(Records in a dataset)
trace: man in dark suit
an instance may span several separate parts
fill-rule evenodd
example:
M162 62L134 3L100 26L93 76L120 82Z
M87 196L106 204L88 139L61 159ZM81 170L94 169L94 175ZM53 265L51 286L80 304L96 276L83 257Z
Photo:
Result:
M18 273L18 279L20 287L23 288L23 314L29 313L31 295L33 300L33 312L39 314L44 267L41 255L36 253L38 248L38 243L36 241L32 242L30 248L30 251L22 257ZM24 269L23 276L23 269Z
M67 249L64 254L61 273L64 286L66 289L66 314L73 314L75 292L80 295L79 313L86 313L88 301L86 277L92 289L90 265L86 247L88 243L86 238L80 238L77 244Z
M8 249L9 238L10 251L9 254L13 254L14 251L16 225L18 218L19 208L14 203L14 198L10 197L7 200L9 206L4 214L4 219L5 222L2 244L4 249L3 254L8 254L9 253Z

* _EXERCISE BRIEF_
Copy all the lines above again, putting "black suit" in place of "dark suit" and leaving the rest unchanged.

* _OUTPUT BELOW_
trace: man in black suit
an instance may span several separate parts
fill-rule evenodd
example:
M162 62L134 3L100 26L93 76L120 82Z
M87 196L106 204L88 139L61 159ZM81 170L94 169L94 175ZM53 265L51 286L80 304L96 276L83 257Z
Photo:
Result:
M18 273L18 279L20 287L23 288L23 314L29 313L31 295L33 300L33 312L39 314L44 267L41 255L36 253L38 248L38 243L36 241L32 242L30 248L30 251L22 257ZM24 269L23 276L23 269Z
M67 249L64 254L61 273L64 286L66 289L66 314L73 314L75 292L80 295L79 313L86 313L88 301L86 277L92 289L90 265L86 247L88 243L86 238L80 238L77 244Z
M8 249L9 238L10 251L9 254L13 254L14 251L16 225L18 218L19 208L14 203L14 198L10 197L7 200L9 206L4 214L4 219L5 222L2 244L4 249L3 254L8 254L9 253Z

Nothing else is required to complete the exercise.